▶ _Treść polecenia_
Proszę podać wiek autora książki „Żuawi nicości” według artykułu.

======== Artykuł ========

Do poprawnego działania strony wymagana jest włączona obsługa JavaScript

Maciej Urbanowski o książce Krzysztofa Tyszki-Drozdowskiego „Żuawi nicości"

Maciej Urbanowski o książce Krzysztofa Tyszki-Drozdowskiego „Żuawi nicości"

Tyszka-Drozdowski nie jest eseistycznym archeologiem zafascynowanym pięknem zakurzonego bibelotu! Przeciwnie: jego tom uświadamia, jak ważną część dziedzictwa europejskiego reprezentują „żuawi nicości”, jak aktualna jest lekcja, którą da się odczytać z ich książek. Lekcja tego, czym jest Europa, czym była Francja i jak przywrócić ład naszej epoce – pisze Maciej Urbanowski w opublikowanej na łamach „Nowych Książek” recenzji książki Krzysztofa Tyszki-Drozdowskiego „Żuawi nicości”.

Żuawi nicości to książkowy debiut młodego, dwudziestoośmioletniego autora. Od razu dodaję: debiut znakomity! Myślę tu najpierw o niezwykłej erudycji Krzysztofa Tyszki-Drozdowskiego, który w swoich esejach porusza się z dużą swobodą po literaturze francuskiej i polskiej.

Sięga do historii starożytnego Rzymu i średniowiecza, dyskutuje o kulturze hiszpańskiej, sztuce włoskiej i literaturze francuskiej, interesuje się polityką i religią, cytuje Kraszewskiego, Brzozowskiego, Chardonne’a, Sienkiewicza, Czapskiego… Jest to wiedza tyleż ogromna, co nieoczywista, bo autor Żuawów nicości opowiada o dziełach i autorach ważnych, wybitnych, ale w dzisiejszej Polsce często mało znanych, jak Henry de Montherlant, Maurice Barres czy Charles Maurras.

======== Przekazane wiersze ========

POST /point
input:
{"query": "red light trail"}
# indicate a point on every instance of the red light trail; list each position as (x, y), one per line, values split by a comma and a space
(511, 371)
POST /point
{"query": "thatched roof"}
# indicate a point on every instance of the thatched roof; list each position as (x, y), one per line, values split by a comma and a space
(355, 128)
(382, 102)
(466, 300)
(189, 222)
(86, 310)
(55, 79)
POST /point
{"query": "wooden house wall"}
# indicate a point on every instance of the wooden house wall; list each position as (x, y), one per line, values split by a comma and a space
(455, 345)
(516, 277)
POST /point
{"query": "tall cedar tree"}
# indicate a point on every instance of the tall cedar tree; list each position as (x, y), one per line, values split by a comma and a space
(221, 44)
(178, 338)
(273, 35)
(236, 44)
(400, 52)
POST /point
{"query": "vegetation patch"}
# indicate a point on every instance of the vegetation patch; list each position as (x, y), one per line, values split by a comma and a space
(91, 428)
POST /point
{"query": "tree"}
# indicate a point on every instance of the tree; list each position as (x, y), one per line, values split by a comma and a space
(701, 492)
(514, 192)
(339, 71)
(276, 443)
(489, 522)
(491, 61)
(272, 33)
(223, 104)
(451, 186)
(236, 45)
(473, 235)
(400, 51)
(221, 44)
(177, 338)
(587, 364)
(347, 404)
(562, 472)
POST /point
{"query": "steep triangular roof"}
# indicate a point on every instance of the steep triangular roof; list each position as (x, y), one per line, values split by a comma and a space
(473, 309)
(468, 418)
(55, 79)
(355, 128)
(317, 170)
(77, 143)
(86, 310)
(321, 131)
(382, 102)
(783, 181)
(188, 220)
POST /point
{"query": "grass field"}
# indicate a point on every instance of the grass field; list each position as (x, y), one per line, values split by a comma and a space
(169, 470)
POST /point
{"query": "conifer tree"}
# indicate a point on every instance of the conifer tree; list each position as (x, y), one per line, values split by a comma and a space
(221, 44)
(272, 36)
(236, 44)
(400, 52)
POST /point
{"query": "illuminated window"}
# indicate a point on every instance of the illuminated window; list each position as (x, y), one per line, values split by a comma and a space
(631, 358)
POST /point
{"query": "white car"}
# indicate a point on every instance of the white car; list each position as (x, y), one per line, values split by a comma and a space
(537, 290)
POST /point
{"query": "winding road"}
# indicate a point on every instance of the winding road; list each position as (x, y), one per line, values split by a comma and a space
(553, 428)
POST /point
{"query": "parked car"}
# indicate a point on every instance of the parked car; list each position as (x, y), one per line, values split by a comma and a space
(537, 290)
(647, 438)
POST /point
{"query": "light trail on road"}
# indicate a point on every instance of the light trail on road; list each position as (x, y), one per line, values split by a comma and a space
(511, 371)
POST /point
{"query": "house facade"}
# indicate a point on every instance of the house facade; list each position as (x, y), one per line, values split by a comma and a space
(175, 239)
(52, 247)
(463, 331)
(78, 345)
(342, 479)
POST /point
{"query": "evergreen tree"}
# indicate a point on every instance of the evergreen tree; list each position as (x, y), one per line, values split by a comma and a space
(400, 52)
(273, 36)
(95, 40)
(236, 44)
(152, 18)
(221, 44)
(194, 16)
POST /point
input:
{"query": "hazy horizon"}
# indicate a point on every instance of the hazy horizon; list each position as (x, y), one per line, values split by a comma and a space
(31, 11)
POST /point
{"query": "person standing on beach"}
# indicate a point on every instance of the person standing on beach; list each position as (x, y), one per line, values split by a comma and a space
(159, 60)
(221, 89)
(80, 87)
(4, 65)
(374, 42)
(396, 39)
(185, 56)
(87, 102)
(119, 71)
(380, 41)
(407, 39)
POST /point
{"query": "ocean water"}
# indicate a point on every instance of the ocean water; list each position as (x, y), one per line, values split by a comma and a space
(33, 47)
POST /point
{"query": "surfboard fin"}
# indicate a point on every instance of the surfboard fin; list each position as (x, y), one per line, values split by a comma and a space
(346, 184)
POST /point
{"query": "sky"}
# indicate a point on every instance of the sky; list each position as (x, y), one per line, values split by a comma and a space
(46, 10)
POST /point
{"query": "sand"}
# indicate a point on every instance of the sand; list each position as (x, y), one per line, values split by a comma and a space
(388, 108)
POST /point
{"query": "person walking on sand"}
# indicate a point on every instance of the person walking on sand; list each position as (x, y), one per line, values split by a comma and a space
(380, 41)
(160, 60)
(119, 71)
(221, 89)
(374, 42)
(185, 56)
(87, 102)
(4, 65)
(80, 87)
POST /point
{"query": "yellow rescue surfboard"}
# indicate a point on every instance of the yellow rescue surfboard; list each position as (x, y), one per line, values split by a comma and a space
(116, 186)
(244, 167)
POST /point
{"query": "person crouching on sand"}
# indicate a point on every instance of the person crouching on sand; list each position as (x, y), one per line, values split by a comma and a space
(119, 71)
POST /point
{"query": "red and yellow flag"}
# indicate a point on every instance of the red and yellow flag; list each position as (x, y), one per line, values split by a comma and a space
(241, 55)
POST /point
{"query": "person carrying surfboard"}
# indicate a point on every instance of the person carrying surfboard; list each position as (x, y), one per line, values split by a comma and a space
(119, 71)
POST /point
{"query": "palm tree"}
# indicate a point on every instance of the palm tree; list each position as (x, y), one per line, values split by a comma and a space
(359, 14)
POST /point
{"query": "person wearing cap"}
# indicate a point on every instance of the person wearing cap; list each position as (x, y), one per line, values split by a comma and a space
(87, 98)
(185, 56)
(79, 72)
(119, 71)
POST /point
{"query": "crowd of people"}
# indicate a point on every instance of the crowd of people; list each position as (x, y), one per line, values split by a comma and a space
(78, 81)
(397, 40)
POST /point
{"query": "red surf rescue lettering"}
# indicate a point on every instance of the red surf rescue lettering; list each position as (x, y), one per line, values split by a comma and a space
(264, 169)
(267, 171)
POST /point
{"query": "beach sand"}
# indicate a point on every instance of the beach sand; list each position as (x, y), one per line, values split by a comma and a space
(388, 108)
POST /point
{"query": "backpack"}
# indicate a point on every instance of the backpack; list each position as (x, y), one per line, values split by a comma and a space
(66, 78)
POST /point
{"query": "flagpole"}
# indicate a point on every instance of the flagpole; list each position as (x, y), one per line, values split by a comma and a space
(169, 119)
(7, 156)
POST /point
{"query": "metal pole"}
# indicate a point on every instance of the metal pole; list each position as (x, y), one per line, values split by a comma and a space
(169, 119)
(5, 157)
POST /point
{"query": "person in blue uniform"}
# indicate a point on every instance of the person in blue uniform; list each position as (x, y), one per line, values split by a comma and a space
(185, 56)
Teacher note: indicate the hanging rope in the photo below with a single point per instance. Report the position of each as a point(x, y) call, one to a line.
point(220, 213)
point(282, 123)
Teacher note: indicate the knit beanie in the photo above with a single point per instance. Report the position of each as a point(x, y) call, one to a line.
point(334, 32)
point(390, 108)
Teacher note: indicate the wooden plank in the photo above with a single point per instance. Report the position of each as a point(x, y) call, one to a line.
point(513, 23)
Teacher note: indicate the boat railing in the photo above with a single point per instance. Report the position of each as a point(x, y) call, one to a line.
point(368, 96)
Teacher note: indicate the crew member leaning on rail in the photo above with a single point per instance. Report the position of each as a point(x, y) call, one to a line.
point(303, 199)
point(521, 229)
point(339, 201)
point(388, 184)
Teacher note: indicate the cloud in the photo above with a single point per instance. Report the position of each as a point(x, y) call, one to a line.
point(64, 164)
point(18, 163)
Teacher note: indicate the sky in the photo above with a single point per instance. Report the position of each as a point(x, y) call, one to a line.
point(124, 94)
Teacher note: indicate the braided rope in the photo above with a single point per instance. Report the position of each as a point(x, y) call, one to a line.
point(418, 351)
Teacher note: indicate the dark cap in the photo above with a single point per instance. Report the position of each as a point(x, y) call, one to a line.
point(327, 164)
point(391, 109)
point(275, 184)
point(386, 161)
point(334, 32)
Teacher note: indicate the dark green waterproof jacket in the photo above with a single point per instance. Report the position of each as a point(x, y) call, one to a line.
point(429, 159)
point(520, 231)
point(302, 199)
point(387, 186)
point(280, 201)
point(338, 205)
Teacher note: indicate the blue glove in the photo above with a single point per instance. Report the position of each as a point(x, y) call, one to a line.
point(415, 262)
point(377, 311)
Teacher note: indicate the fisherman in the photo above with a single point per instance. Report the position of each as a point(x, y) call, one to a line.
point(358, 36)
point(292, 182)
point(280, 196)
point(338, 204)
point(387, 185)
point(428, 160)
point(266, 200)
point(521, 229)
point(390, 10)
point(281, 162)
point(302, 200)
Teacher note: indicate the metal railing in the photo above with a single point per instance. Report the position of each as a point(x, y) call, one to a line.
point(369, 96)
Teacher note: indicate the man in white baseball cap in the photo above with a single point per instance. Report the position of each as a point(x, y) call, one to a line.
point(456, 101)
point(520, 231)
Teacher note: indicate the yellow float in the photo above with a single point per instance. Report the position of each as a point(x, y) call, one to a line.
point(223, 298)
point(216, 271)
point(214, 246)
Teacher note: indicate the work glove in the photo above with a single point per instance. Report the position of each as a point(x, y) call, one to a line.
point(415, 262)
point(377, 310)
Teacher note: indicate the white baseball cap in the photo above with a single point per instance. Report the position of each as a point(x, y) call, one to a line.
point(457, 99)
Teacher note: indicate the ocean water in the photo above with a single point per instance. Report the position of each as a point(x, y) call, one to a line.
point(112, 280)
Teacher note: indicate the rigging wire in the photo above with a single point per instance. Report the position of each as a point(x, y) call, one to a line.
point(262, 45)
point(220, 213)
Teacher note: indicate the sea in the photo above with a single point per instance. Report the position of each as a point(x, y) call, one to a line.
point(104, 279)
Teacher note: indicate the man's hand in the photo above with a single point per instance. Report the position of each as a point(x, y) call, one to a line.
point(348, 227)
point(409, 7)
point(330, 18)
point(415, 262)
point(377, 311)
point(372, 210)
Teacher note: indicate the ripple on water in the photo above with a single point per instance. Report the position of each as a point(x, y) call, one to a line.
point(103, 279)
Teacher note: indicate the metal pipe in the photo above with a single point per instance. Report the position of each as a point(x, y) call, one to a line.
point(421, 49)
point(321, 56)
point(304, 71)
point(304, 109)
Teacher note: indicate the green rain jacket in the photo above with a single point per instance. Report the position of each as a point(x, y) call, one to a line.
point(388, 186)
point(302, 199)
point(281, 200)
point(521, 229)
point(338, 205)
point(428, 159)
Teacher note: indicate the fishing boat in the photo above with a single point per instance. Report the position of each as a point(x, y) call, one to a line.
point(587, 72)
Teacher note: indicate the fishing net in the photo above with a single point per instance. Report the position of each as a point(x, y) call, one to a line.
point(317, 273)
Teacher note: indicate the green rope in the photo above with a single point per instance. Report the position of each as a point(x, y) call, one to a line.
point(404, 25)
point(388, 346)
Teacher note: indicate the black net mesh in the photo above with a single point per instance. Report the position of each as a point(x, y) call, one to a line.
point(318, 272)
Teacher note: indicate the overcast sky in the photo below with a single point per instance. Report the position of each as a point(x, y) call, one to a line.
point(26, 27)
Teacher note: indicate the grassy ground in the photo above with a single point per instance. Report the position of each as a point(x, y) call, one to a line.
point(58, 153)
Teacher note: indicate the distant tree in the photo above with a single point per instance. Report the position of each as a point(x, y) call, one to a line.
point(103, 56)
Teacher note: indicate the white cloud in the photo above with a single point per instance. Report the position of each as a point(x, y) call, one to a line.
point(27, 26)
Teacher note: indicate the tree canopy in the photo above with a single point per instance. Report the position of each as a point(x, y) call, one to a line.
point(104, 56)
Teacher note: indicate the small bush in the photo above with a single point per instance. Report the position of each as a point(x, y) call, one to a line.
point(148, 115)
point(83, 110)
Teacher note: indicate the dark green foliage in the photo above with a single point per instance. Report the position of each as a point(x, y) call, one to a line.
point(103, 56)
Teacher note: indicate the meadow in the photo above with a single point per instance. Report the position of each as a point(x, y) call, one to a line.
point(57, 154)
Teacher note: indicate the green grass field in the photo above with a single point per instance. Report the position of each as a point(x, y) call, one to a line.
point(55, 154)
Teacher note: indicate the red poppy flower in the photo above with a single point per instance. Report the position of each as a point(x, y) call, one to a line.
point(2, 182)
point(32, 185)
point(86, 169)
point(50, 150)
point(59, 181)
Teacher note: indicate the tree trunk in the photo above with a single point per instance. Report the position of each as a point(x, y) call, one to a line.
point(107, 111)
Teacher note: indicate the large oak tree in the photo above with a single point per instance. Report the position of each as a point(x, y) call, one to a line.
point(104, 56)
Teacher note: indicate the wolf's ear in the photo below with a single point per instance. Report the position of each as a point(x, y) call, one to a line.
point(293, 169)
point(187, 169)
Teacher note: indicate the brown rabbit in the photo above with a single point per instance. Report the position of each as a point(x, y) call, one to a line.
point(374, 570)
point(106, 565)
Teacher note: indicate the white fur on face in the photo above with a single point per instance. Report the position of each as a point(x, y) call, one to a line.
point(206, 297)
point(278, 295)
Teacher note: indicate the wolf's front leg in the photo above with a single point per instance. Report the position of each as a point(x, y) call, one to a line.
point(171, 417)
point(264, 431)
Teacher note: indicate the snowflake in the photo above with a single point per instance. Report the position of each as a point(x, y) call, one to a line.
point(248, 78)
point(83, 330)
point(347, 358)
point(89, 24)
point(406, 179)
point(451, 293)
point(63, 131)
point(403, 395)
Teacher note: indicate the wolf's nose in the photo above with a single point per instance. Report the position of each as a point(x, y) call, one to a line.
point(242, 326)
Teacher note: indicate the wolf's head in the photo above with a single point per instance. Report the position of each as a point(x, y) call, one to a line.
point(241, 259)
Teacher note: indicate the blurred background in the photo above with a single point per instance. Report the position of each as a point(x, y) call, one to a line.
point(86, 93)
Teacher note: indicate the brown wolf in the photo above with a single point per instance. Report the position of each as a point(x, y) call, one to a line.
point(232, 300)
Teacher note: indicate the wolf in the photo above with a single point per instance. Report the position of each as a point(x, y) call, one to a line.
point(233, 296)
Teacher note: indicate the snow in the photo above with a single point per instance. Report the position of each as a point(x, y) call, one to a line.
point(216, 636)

========

▶ _Rozwiązanie zadania_
Autor ma dwadzieścia osiem lat.